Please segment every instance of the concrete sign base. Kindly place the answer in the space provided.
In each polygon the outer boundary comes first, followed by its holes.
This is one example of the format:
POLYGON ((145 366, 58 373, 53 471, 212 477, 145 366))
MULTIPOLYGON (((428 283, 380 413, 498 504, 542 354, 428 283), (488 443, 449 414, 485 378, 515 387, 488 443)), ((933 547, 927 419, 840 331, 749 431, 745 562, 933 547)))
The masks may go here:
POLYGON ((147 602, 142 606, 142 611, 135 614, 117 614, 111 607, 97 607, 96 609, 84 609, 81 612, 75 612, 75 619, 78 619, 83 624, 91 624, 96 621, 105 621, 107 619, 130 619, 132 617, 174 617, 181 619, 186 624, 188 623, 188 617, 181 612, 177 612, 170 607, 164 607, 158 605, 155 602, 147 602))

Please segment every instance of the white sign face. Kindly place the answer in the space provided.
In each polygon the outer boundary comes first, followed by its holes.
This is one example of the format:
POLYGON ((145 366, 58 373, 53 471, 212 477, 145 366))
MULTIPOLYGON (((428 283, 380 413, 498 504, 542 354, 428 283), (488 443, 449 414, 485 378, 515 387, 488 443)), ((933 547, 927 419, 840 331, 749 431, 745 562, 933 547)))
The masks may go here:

——

__WORK REQUIRED__. Scan the records above for the word "Kindly". Show each line in which it appears.

__EXPECTED ANSWER__.
Please segment every instance of the concrete sign base. Kindly place the answer in the space provided.
Please segment every instance of the white sign face. Kindly place the answer in the space provided.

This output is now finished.